## Passage given

# Dances with family...



## RandomDude (Dec 18, 2010)

Just curious, does anyone here dance with their missus/kids? :scratchhead:

Or is this a new generation thing? Had a great time with our friends over tonight, showing off some rather sensual moves with wifey even, and it was also so adorable for all of us watching our toddler going wild too lol (she not only headbangs, she dances, LOVES music it seems) haha

She really joins the party, I really can't ask for a better kid. As for wifey, wish we can have more of these fun nights instead of routines. So, who else enjoys times such as this?


----------



## magnoliagal (Mar 30, 2011)

I love music and love to dance. It's fun. My girls will join in but not my son or my husband. I married someone that doesn't dance.


----------



## SunnyT (Jun 22, 2011)

## Short problem 1
Please lay out the listing as a two-column CSV with the columns "task" and "value", one row per request, starting at the line that contains "Mark the boy's" and ending at the end of the listing. Put each request's text and its answer in one quoted field each, with line breaks turned into spaces.
The listing that comes next is unrelated to the forum thread.

[Entries from an annotation dataset]
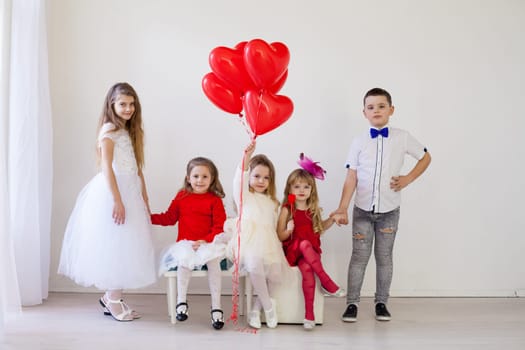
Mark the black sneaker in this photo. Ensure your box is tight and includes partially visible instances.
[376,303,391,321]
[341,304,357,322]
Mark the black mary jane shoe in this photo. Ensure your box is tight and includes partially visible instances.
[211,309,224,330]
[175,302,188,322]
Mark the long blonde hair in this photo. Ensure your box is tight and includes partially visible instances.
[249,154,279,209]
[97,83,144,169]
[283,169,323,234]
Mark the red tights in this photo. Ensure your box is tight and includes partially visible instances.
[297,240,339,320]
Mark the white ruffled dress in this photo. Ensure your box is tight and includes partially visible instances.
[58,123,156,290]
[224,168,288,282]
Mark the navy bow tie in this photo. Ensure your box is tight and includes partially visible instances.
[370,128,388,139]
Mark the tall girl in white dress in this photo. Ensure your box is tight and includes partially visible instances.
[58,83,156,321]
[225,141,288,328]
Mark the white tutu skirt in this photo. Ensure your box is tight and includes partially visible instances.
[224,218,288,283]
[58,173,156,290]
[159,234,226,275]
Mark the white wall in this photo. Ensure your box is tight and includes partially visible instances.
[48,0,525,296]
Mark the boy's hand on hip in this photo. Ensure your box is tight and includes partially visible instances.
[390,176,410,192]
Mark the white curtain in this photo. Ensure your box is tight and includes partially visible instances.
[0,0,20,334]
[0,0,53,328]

## Short problem 2
Give the usernames of everyone shown as a poster in the forum thread.

## Correct answer 1
task,value
"Mark the boy's hand on hip in this photo. Ensure your box is tight and includes partially visible instances.","[390,176,410,192]"
"Mark the white curtain in this photo. Ensure your box is tight and includes partially visible instances.","[0,0,20,334] [0,0,53,328]"

## Correct answer 2
RandomDude, magnoliagal, SunnyT